Our identities as mothers are so complex, deep, and rich. We devote countless hours to our day-to-day parenting tasks and loving our children well. We are sometimes spouses and sisters, and we are children ourselves. We are friends, neighbors, and church members; we are business owners, employees, and employers. We have careers and special jobs we’ve done—past and present. And we have hobbies, skills, and talents that we share with our families, communities, and friends. We carry the things we are good at.
So, when it comes times to answer a simple question—perhaps a stranger asks, “What do you do (for a living)?” Or an online quiz poses the question, “How do you describe yourself?” More and more, I am convinced the answer is just not that simple. Sometimes we stumble into answer.
A few years ago, I shared a moment with my toddler that will likely remain part of my profound memories and life-lessons.
He was home with me a lot during the pandemic. Our daily schedule often involved him tuning into a preschool circle-time lesson through a video platform as I navigated working my full-time job from a makeshift office at the corner of our dining room table. I would set up the computer for him in our playroom at a small table that also served as my in-home studio space. An easel sits in the corner amidst an abundance of paint and a scattering of toys, crayons, and books.
One morning, as per the usual, I rushed over to set up the interactive call, typing in the passwords and checking the connections. The teacher welcomed everyone to class. I was just moments away from having a few minutes to myself to get some work done in peace and quiet. A painting sat on my easel behind us and was visible in the distance. The teacher noticed it and asked my son, “Did your mommy paint that?”
“Mmmhmmm,” he replied, “she’s an artist.”
“Among other things,” I quickly muttered aloud though part of me was quietly shocked by the recognition. As if identifying as an artist did not reveal enough about my truest self. Part of me wanted to tell that teacher I was also a lawyer, and maybe that’s because I was in the depths of doing that work. At the time, I’d forgotten all about the easel and the painting.

+ + + + + + +

State whether each statement agrees with the passage about a mother's identity, answering yes or no and quoting the deciding words: (a) During the pandemic, the son joined a preschool circle-time lesson through a video platform. (b) The narrator worked her full-time job from an office set up in the playroom. (c) The teacher noticed the painting on the easel. Rely solely on the passage about a mother's identity.

[Collection entries]
+ + + + + + +

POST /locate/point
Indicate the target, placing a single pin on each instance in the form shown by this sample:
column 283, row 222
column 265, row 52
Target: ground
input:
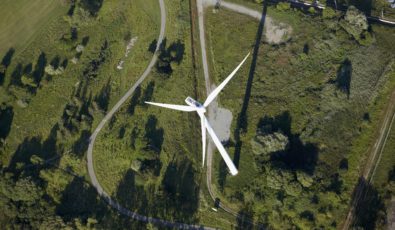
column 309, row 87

+ + + + + + +

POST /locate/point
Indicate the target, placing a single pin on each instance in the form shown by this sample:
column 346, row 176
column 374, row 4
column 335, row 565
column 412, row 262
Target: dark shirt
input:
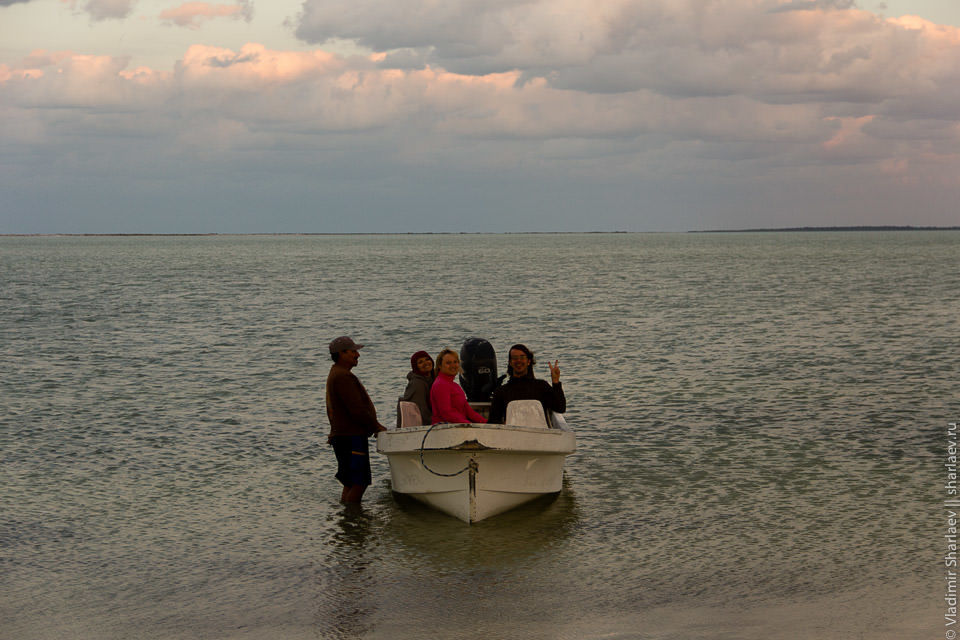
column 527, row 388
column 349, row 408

+ + + + + + +

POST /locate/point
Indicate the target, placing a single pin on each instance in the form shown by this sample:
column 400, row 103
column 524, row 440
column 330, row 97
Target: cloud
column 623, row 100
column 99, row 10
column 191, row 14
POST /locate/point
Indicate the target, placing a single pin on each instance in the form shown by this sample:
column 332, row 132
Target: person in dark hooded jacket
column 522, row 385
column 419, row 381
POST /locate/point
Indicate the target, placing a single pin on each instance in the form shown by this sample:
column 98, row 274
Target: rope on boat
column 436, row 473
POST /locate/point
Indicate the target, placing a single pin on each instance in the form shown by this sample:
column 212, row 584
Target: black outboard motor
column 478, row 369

+ + + + + + +

• _EXPECTED ANSWER_
(a) Yes: "him tuning into a preschool circle-time lesson through a video platform"
(b) No: "from a makeshift office at the corner of our dining room table"
(c) Yes: "The teacher noticed it and asked my son"